* REQUIRED ACTIONS:
#1 Reproduce the agent memory table passage from "agent_id and session_id" to "into another's recall.".
#2 Continue the documentation on storing agent memories from the point at which it ends.

* PASSAGE SHOWN:
::::::::
The composite index covers the most common read shape - "newest memories for this agent in this session".

# agent/memories.toml
namespace   = "agent"
table       = "memories"
primary_key = ["id"]

[[columns]]
name = "id"
ty   = "str"
required = true

[[columns]]
name = "agent_id"
ty   = "str"
required = true

[[columns]]
name = "session_id"
ty   = "str"
required = true

[[columns]]
name = "text"
ty   = "str"
required = true

[[columns]]
name = "ts_ms"
ty   = "u64"
required = true

# Composite index supports "all memories for this agent in this session,
# newest first" without a full scan.
[[indexes]]
name    = "by_agent_session_time"
columns = ["agent_id", "session_id", "ts_ms"]
call 1 of 3 - the memory row
POST /v1/tenants/:t/rows/agent.memories
curl -X POST "$ORIGINCHAIN_URL/v1/tenants/$T/rows/agent.memories" \
  -H "Authorization: Bearer $OC_TOKEN" \
  -H "Content-Type: application/json" \
  -d '{
    "id":         "mem-77f2-001",
    "agent_id":   "agt-sales-east",
    "session_id": "thr-77f2",
    "text":       "Customer prefers contact between 09:00 and 11:00 IST.",
    "ts_ms":      1749500120000
  }'
call 2 of 3 - the embedding with metadata

agent_id and session_id go in metadata, not just in the row. Without them on the vector, you can't restrict /vector/topk to a single agent at search time, and one agent's memories leak into another's recall.
::::::::
* STORED DATA:
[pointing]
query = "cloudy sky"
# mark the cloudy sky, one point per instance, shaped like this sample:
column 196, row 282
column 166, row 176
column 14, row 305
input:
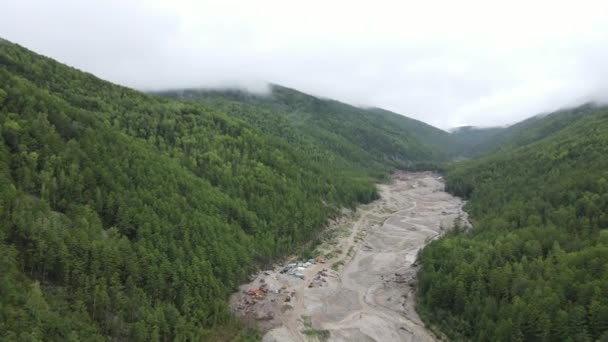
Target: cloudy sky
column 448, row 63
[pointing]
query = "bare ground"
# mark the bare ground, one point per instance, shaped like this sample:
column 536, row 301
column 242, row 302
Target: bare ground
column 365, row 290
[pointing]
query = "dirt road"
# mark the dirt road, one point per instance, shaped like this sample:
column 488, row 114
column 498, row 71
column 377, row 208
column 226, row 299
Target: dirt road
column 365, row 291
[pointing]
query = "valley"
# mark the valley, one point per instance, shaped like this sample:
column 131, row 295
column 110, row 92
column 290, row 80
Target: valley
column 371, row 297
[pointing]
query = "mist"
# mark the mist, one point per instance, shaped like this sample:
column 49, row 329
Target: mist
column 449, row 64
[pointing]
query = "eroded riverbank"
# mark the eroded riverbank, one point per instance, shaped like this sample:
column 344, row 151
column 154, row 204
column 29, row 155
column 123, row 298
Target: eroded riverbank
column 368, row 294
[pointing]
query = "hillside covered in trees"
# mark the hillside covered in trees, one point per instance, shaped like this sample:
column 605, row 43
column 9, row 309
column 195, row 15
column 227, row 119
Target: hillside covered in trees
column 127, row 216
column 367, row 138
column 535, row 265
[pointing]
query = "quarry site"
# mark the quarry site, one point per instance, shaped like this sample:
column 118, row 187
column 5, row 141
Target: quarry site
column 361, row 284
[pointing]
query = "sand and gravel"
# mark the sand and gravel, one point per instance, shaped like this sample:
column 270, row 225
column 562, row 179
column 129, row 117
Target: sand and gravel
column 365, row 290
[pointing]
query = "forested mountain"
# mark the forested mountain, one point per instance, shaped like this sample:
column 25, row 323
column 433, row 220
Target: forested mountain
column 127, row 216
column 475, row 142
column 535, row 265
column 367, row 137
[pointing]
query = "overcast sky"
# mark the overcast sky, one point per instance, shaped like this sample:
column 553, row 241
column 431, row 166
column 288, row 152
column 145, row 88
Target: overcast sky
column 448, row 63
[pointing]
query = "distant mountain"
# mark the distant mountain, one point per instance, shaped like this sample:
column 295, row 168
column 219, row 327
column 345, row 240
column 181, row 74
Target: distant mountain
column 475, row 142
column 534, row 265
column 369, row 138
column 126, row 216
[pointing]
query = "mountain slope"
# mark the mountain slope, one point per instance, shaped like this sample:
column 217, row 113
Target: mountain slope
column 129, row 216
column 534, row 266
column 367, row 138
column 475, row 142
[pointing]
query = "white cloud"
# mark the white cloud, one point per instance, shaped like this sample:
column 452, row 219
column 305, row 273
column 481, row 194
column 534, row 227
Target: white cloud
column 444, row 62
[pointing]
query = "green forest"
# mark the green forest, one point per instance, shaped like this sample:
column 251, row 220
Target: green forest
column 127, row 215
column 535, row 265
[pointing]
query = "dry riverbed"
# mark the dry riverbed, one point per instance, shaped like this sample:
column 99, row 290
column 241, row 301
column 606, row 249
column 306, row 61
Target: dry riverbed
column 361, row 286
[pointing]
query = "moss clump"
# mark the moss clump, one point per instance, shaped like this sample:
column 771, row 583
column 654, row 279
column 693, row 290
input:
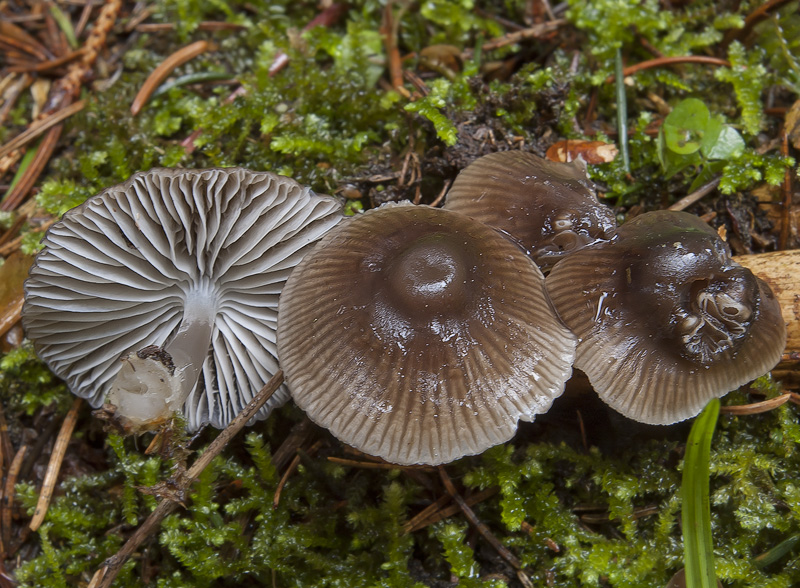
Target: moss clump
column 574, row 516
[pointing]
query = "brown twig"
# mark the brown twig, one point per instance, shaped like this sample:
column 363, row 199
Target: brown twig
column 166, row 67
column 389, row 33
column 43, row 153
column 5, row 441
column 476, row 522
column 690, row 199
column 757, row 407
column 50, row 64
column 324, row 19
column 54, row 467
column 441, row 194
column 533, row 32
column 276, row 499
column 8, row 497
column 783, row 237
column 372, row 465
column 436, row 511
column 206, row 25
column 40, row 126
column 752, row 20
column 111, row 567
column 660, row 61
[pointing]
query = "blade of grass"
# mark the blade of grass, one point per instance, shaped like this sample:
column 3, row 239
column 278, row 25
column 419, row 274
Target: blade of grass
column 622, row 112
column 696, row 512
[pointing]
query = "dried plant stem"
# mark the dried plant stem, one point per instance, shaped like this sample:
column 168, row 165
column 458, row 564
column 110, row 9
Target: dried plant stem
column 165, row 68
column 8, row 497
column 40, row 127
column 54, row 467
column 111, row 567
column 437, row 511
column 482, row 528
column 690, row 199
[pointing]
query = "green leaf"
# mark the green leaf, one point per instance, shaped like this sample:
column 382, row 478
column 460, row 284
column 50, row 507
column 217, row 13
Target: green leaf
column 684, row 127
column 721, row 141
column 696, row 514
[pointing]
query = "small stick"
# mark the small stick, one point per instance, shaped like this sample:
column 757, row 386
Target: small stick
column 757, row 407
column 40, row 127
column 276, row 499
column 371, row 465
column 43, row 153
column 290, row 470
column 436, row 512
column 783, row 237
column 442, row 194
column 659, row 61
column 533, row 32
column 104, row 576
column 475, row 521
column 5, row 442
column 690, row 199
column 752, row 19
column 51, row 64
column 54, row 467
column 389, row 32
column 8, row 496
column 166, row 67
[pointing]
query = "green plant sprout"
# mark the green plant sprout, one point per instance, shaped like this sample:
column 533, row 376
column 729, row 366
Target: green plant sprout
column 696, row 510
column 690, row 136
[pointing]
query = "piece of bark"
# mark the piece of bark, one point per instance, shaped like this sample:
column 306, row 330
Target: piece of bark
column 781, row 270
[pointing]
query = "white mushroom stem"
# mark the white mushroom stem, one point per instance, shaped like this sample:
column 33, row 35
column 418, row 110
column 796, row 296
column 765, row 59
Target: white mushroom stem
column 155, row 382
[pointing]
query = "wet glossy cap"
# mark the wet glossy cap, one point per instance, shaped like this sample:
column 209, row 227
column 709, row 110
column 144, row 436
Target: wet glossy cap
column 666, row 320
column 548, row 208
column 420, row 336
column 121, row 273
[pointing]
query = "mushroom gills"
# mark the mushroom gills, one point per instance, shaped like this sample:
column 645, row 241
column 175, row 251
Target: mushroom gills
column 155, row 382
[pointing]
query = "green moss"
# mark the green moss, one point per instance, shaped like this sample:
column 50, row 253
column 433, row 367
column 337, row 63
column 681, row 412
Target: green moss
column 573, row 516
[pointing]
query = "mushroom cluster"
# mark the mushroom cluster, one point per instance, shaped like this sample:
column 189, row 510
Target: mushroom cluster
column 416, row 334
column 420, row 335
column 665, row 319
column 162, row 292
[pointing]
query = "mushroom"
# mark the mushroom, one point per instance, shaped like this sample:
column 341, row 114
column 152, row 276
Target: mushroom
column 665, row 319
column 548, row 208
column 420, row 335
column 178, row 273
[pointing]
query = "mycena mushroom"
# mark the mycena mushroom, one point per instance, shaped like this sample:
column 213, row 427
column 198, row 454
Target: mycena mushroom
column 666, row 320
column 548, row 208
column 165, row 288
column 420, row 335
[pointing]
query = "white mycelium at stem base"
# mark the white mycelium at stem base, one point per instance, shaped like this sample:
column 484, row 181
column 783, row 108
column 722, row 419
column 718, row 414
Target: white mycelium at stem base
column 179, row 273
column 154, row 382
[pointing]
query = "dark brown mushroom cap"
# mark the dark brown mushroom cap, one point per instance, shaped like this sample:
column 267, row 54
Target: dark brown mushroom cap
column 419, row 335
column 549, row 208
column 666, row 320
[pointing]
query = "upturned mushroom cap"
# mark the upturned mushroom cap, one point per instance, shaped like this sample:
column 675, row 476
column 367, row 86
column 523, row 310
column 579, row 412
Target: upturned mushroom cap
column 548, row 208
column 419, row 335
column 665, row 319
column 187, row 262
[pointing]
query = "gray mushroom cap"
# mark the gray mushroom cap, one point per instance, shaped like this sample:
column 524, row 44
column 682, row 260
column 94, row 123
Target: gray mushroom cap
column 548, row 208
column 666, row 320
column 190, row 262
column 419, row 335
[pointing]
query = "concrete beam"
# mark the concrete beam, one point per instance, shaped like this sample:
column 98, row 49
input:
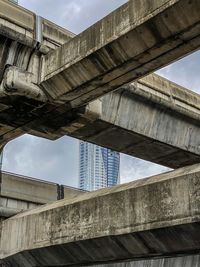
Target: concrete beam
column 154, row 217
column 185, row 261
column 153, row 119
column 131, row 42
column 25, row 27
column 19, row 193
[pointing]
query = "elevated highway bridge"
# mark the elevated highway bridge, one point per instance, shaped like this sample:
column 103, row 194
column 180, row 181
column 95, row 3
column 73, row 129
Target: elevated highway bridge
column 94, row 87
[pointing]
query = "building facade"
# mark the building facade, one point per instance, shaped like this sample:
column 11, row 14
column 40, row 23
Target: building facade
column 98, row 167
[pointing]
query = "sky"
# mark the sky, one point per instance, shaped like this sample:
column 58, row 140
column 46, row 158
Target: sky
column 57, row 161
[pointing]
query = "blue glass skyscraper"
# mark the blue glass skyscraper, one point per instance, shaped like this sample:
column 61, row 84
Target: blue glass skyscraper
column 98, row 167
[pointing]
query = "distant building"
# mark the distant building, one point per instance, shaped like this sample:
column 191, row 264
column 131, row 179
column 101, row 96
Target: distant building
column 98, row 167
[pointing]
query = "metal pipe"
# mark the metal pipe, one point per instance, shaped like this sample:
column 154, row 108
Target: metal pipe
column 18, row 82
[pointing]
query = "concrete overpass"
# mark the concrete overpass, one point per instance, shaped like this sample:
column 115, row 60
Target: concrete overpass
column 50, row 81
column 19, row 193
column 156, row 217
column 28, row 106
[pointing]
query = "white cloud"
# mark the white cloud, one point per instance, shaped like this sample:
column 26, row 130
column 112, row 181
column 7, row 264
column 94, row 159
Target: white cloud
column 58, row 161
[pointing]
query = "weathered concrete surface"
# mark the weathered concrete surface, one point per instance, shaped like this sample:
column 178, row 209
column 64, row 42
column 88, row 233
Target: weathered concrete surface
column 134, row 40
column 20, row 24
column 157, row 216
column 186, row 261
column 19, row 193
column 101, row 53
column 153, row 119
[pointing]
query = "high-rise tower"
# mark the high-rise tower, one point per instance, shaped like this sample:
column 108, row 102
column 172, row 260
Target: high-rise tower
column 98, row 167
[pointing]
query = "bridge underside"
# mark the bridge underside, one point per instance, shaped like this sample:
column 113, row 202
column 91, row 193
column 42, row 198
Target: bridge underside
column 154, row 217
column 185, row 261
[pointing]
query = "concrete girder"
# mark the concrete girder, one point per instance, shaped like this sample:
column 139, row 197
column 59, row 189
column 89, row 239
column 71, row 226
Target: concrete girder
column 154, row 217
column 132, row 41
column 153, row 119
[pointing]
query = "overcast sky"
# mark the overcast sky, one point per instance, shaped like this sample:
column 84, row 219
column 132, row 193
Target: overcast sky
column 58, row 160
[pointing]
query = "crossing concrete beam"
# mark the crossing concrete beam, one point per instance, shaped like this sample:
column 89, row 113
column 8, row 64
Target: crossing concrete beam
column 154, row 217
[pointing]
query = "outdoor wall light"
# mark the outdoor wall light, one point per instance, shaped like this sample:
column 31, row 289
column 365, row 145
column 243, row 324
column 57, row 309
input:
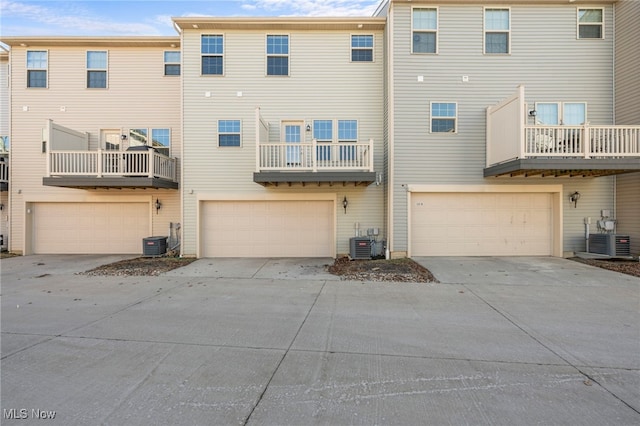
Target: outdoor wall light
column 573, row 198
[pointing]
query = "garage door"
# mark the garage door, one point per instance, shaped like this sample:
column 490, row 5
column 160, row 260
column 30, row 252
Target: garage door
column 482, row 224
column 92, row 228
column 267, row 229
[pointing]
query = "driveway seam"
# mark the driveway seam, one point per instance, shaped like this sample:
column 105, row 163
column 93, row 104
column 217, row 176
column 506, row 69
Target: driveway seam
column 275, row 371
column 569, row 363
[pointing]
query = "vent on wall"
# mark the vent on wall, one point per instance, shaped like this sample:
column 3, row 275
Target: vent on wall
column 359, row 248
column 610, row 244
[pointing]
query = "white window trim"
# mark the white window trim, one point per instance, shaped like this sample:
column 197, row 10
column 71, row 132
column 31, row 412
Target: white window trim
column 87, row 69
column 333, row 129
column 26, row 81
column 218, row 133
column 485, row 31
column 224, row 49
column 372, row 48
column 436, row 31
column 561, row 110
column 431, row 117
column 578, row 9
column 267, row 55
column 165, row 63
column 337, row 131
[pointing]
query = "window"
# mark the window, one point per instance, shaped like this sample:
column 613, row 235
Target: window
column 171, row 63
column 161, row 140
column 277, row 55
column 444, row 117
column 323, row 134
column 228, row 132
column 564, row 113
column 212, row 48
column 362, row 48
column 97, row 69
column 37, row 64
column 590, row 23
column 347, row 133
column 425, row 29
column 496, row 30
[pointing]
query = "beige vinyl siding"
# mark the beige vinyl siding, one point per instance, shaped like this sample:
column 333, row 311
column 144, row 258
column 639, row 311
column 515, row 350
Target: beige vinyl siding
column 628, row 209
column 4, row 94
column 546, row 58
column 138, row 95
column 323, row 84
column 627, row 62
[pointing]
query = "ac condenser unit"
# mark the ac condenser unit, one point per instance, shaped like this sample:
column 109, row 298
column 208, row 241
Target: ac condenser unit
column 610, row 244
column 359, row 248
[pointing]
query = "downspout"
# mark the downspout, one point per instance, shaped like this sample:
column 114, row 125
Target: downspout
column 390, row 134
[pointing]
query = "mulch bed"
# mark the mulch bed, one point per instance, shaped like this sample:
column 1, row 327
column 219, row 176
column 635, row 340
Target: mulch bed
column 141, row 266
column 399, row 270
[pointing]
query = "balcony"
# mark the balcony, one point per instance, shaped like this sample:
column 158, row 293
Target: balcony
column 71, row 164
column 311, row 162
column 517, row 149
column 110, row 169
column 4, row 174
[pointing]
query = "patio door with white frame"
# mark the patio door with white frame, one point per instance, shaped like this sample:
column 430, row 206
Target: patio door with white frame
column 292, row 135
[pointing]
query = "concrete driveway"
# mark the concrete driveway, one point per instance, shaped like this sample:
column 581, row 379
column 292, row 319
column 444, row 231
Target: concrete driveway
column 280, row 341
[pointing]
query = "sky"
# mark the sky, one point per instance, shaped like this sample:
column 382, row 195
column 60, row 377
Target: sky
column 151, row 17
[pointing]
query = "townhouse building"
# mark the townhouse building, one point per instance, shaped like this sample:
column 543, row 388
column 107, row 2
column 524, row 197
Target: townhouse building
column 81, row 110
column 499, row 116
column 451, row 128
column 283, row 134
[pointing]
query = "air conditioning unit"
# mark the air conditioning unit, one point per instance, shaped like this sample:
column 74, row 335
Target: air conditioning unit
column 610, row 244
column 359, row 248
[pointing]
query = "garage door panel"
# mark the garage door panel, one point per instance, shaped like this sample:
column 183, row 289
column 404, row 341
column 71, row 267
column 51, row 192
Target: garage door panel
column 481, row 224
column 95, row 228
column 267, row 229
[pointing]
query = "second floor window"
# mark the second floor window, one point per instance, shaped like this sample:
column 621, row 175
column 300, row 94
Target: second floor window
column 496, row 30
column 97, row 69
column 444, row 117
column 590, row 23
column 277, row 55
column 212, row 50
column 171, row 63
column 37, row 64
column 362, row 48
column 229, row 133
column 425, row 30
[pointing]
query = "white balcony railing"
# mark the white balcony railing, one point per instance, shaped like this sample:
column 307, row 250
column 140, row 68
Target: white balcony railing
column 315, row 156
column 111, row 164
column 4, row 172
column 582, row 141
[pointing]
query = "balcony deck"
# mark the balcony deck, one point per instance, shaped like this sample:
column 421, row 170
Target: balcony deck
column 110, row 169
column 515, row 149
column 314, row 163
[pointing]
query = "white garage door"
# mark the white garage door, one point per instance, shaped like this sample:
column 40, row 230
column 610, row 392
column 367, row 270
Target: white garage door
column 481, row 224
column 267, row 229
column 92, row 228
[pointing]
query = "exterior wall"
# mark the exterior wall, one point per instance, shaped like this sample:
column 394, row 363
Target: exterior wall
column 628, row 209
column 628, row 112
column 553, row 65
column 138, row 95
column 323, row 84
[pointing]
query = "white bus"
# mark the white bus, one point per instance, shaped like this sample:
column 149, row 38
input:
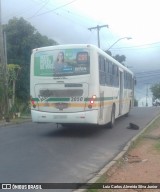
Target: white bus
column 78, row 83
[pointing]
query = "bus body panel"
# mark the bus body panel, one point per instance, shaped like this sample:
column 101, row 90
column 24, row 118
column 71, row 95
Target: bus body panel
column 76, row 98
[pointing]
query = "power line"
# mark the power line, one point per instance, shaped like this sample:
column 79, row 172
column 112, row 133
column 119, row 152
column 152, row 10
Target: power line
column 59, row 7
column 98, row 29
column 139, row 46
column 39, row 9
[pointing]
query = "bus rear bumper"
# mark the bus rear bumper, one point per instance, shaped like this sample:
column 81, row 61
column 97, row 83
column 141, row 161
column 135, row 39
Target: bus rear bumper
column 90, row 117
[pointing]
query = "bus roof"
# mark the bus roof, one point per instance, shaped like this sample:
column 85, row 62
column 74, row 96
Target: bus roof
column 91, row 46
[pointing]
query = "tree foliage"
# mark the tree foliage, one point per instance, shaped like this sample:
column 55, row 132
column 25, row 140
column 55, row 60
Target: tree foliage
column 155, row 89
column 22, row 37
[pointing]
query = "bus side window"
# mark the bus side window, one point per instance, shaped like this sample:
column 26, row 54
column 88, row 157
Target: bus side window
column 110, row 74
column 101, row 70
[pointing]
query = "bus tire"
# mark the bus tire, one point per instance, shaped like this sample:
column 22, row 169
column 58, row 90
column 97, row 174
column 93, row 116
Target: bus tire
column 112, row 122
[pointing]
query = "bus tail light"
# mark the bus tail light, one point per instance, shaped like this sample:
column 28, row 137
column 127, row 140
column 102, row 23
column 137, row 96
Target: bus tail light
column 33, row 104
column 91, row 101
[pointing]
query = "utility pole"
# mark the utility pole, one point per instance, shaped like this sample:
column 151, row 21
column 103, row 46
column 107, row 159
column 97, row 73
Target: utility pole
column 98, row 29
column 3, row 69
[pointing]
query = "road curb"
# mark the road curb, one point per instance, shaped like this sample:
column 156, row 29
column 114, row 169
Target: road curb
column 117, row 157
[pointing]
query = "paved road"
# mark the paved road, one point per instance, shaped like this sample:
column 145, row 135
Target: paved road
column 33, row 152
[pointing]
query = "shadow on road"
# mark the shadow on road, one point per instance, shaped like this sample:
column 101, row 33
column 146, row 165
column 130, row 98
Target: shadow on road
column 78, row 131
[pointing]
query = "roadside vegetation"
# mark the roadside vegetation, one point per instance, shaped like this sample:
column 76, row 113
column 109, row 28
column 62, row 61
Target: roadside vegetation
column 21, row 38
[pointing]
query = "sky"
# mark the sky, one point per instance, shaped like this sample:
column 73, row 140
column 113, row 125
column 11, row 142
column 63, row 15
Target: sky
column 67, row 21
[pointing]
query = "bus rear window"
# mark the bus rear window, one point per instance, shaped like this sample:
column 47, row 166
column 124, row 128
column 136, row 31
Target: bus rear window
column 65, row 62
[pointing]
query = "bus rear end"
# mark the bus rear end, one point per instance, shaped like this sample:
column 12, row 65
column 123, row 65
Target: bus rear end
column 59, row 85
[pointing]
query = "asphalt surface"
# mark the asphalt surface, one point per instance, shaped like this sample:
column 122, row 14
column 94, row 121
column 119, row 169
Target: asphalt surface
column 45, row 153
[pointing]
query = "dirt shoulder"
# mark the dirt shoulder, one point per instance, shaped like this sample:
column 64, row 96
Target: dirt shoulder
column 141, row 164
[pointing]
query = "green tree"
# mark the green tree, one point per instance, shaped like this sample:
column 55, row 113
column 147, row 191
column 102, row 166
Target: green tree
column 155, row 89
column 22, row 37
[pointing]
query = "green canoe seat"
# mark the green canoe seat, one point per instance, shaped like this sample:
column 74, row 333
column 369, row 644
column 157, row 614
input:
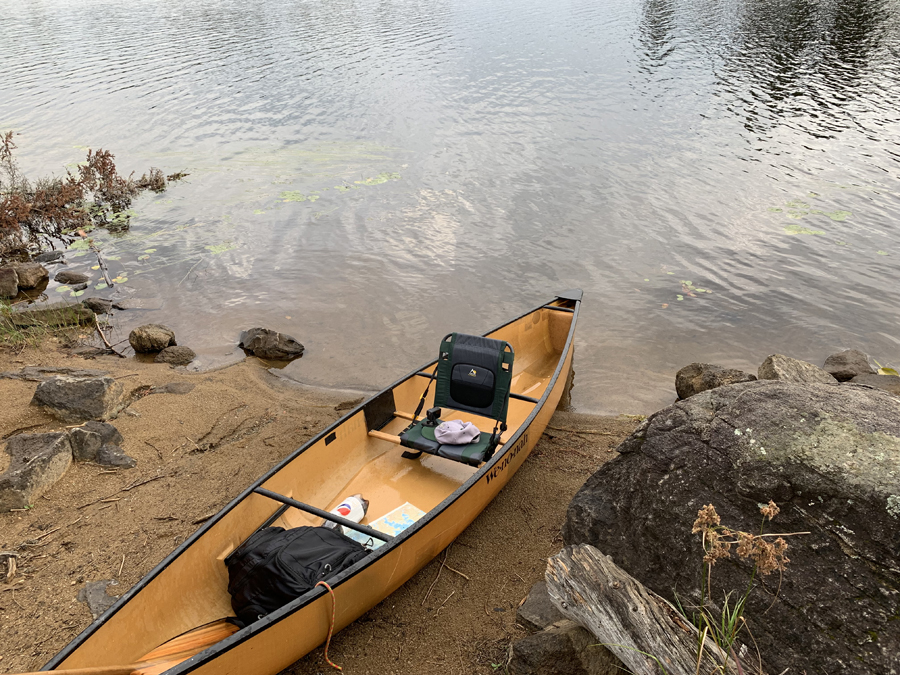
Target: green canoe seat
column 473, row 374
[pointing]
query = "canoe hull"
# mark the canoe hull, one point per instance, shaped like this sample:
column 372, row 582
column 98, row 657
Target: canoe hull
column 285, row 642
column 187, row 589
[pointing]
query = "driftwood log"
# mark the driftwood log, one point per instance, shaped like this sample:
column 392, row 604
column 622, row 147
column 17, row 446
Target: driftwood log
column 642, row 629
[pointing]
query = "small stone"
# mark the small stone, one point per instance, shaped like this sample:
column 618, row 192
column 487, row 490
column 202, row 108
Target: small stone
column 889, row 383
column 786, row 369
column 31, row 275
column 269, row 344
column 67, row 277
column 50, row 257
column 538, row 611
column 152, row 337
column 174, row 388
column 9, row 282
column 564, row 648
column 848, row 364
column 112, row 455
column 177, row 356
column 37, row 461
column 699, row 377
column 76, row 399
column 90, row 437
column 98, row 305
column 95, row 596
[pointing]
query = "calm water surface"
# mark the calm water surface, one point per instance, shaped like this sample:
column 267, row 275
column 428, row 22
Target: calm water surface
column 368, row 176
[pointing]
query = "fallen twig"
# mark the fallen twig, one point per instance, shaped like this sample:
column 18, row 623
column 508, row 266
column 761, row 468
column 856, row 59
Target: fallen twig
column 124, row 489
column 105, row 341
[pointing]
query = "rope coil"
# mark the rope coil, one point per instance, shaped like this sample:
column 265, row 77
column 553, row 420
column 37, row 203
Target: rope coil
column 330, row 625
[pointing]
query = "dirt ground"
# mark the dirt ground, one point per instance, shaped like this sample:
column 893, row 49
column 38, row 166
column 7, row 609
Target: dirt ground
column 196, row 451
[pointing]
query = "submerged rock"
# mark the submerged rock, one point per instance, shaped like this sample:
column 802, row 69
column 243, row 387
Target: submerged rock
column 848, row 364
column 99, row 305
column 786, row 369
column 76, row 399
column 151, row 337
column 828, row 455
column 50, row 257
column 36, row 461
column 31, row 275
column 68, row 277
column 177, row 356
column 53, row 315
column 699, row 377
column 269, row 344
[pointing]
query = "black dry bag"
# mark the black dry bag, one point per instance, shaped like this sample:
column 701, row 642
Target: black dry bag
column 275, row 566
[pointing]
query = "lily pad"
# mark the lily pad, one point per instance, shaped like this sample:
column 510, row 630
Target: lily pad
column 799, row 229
::::::::
* PER-TASK ANSWERS:
#1
agent_id and session_id go in metadata, not just in the row. Without them on the vector, you can't restrict /vector/topk to a single agent at search time, and one agent's memories leak into another's recall.

#2
POST /v1/tenants/:t/vector/agent.memories/put
curl -X POST "$ORIGINCHAIN_URL/v1/tenants/$T/vector/agent.memories/put" \
  -H "Authorization: Bearer $OC_TOKEN" \
  -H "Content-Type: application/json" \
  -d '{
    "id":        "mem-77f2-001",
    "embedding": [0.0144, -0.0681, 0.0398, /* ... 768 floats ... */],
    "dim":       768,
    "metric":    "cosine",
    "metadata": {
      "agent_id":   "agt-sales-east",
      "session_id": "thr-77f2"
    }
  }'
call 3 of 3 - the keyword index
POST /v1/tenants/:t/fts/agent.memories/index
curl -X POST "$ORIGINCHAIN_URL/v1/tenants/$T/fts/agent.memories/index" \
  -H "Authorization: Bearer $OC_TOKEN" \
  -H "Content-Type: application/json" \
  -d '{
    "field":  "text",
    "doc_id": "mem-77f2-001",
    "text":   "Customer prefers contact between 09:00 and 11:00 IST."
  }'
about atomicity

The three calls are separate. There is no single "write everything" endpoint. Each call is atomic by itself. The SDKs auto-attach an Idempotency-Key on every mutating call, so if the vector put fails after the row succeeded, retry just that one - re-doing the row write would not duplicate the memory.

common mistakes
  • Not partitioning by agent_id. If the vector put doesn't carry the agent metadata, every topk ranks across every agent's memories. One sales agent ends up "recalling" what a support agent learned about a different customer.
  • Storing huge memory blocks as one row. Memories should be sentence- or paragraph-sized. A whole conversation in one row gives mush at retrieval time. Split before writing.
  • Embedding without normalizing first. If you compare a fresh embedding (model A, length-normalized) to a stored one (model B, raw), cosine scores are meaningless. Pin one model + one normalization step at write and read time.
  • Never expiring old memories. Agent memory tables grow without bound. Build a sweeper that deletes by ts_ms below a threshold, and remember to DELETE the vector and FTS doc too - row deletion does not fan out.